Quand le reptile se fait des pellicules, des toiles, des pages et des dessins... Blog sur l'image et la représentation en général. (cliquez sur les captures pour obtenir leur taille originale)
mercredi 13 avril 2011
Les vicissitudes de la vie, I Naruse
1937
Titre original : Kafuku zempen
Titre anglophone : Learn from Experience, Part I
Titre francophone : Les vicissitudes de la vie, I
Cinéaste: Mikio Naruse
Comédiens: Minoru Takada - Takako Irie - Yumeko Aizome - Chieko Takehisa
Notice Imdb
Vu en dvd
Ce n'est qu'à la toute fin du générique que je me suis rendu compte qu'il s'agit d'un premier opus d'un diptyque. J'espère que je trouverai le second. Rien n'est moins sûr. Je l'espère parce que j'ai bien aimé les interrogations auxquelles Mikio Naruse nous invite.
....................
**TÂCHES À RÉALISER**
a: Recopiez le passage du billet sur le film de Mikio Naruse qui commence à « mercredi 13 avril » et se termine à « Naruse nous invite. ».
b: Montrez chaque ligne des enregistrements où figure le mot « green ».

**Exemples d'étiquetage par points**
....................
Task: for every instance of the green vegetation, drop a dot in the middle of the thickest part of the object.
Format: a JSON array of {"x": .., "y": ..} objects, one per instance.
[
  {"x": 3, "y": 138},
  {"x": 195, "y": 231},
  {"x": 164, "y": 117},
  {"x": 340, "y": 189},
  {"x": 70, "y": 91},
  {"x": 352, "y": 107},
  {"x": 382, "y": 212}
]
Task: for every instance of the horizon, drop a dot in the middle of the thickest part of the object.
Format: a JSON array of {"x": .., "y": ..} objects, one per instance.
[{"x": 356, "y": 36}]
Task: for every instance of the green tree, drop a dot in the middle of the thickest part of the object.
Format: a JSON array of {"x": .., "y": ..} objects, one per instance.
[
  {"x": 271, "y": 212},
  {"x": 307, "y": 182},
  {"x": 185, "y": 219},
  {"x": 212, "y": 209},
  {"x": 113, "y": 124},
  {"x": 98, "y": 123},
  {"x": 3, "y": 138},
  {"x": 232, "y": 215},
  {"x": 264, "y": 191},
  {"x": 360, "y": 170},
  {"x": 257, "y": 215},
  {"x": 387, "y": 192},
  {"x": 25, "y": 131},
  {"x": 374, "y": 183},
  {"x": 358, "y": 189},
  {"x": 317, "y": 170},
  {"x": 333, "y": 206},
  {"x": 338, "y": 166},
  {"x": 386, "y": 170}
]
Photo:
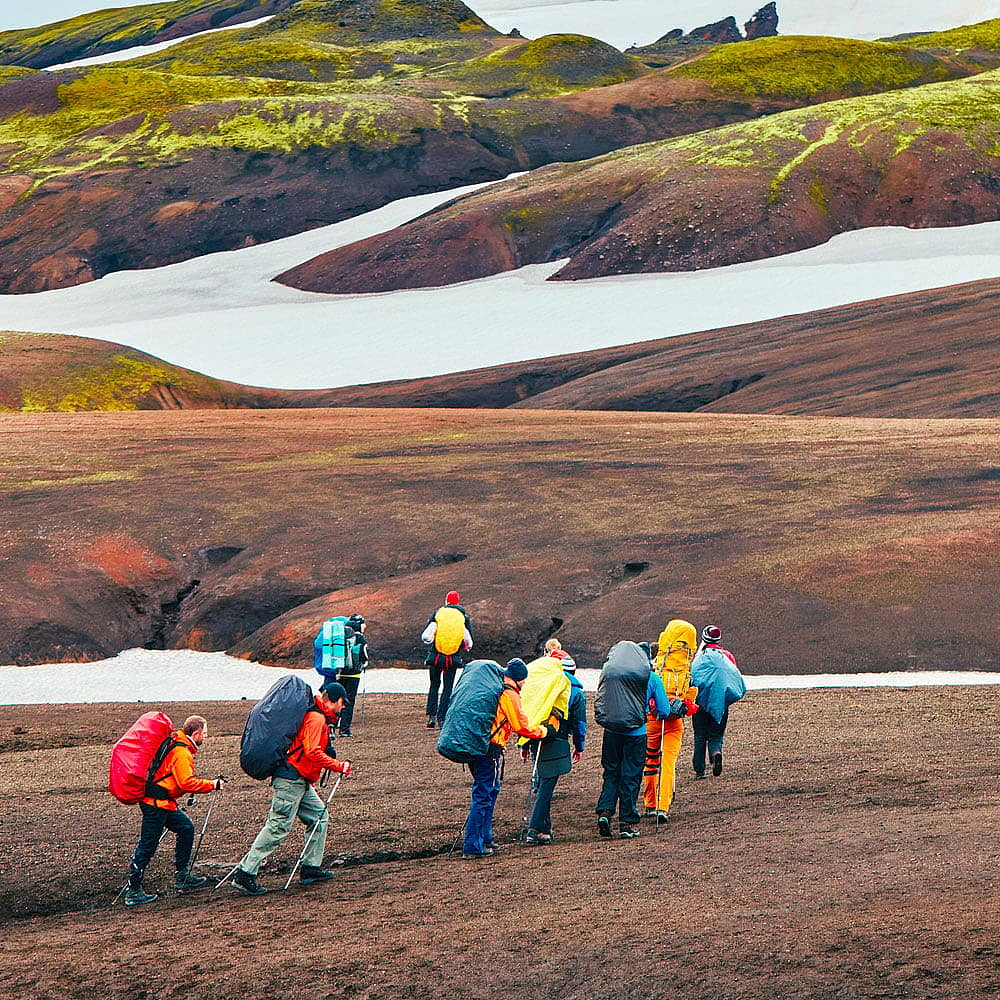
....................
**RÉPONSES PAR TÂCHE**
a:
mercredi 13 avril 2011
Les vicissitudes de la vie, I Naruse
1937
Titre original : Kafuku zempen
Titre anglophone : Learn from Experience, Part I
Titre francophone : Les vicissitudes de la vie, I
Cinéaste: Mikio Naruse
Comédiens: Minoru Takada - Takako Irie - Yumeko Aizome - Chieko Takehisa
Notice Imdb
Vu en dvd
Ce n'est qu'à la toute fin du générique que je me suis rendu compte qu'il s'agit d'un premier opus d'un diptyque. J'espère que je trouverai le second. Rien n'est moins sûr. Je l'espère parce que j'ai bien aimé les interrogations auxquelles Mikio Naruse nous invite.

b:
Task: for every instance of the green vegetation, drop a dot in the middle of the thickest part of the object.
Task: for every instance of the green tree, drop a dot in the middle of the thickest part of the object.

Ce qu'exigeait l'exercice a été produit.